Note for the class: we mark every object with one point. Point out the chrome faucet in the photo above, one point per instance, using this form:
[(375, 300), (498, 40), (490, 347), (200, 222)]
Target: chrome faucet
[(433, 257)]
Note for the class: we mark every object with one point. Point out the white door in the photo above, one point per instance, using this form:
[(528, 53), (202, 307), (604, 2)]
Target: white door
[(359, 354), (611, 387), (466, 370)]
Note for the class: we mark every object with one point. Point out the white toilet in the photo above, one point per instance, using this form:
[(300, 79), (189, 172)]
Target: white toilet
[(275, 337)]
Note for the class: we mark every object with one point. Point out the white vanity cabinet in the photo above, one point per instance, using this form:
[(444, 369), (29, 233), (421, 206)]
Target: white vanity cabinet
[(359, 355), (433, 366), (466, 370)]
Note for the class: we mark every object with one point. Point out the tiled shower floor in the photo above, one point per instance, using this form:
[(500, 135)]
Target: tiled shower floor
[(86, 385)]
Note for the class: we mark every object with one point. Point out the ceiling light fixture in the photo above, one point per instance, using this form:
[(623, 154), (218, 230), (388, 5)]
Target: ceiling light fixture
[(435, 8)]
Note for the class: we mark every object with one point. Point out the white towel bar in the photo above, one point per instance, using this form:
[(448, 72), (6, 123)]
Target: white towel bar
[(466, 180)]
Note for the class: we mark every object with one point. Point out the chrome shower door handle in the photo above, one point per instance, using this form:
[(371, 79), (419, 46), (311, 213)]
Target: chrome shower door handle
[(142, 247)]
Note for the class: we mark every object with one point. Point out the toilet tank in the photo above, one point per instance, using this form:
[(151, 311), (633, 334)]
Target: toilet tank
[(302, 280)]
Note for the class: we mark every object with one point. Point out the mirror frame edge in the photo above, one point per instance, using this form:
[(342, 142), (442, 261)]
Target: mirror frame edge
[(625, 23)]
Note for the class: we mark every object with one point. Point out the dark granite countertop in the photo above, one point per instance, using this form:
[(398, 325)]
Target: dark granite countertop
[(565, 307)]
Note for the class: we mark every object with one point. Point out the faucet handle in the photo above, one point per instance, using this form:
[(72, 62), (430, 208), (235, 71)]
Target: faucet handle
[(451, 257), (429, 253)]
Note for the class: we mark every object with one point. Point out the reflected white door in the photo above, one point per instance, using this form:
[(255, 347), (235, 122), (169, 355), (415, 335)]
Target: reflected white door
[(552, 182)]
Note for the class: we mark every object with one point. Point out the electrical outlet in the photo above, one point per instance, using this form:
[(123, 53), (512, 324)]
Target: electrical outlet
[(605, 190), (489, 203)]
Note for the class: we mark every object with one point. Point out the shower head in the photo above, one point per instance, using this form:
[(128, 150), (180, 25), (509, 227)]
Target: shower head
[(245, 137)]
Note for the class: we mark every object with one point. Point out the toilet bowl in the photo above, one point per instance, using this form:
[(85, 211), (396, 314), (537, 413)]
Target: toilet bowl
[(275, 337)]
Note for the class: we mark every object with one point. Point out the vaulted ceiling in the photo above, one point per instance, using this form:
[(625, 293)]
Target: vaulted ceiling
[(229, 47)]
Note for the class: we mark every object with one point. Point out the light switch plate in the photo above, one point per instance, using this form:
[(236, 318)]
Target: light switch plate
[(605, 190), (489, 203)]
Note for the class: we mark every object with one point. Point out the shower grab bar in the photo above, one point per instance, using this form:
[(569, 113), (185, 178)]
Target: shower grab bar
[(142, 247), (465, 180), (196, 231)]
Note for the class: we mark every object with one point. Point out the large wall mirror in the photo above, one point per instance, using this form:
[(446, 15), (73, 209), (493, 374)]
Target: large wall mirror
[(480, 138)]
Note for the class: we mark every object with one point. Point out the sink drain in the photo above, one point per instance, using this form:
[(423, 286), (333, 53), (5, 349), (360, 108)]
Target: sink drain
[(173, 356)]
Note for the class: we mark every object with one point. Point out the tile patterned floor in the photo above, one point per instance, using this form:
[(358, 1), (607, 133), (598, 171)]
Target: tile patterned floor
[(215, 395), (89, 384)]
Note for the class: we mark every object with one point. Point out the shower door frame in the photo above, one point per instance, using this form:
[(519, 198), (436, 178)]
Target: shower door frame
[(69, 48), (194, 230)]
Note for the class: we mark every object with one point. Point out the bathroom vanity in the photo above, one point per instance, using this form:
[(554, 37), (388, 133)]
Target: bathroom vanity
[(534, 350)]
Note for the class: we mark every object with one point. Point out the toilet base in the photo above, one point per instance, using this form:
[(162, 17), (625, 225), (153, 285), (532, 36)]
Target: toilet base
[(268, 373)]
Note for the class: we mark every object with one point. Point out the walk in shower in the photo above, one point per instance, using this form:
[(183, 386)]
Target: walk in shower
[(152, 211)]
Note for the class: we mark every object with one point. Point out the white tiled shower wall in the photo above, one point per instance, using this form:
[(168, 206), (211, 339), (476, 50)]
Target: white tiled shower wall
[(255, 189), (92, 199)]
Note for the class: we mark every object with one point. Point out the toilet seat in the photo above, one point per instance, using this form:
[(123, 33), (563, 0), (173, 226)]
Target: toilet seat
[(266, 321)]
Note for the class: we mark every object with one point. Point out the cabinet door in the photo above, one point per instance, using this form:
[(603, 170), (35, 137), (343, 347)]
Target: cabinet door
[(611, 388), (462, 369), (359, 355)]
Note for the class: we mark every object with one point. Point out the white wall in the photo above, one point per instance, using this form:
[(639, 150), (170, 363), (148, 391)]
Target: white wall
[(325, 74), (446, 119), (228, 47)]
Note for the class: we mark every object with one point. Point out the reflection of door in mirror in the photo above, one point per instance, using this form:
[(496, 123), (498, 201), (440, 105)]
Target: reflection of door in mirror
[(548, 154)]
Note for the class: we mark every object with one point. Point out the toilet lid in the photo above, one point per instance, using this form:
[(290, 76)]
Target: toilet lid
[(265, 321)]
..........
Reproduce exactly the stretch of the material above that starts at the line with "Target: bathroom vanity" and ends at the line with "the white tiled", both included, and nothing else.

Target: bathroom vanity
[(534, 350)]
Note for the class: we mark every object with one point. Point out the toilet base in the photo above, one point per instance, using this form:
[(162, 17), (625, 225), (153, 285), (532, 36)]
Target: toilet base
[(268, 373)]
Note for the class: we mark every object with one point. Point out the walk in shower in the photo above, one point per instance, using this form:
[(183, 386)]
Target: walk in shower
[(152, 211)]
Note for the class: we mark every object with one point. Point out the white tiled shower wall in the photo above, one point per instance, using this form:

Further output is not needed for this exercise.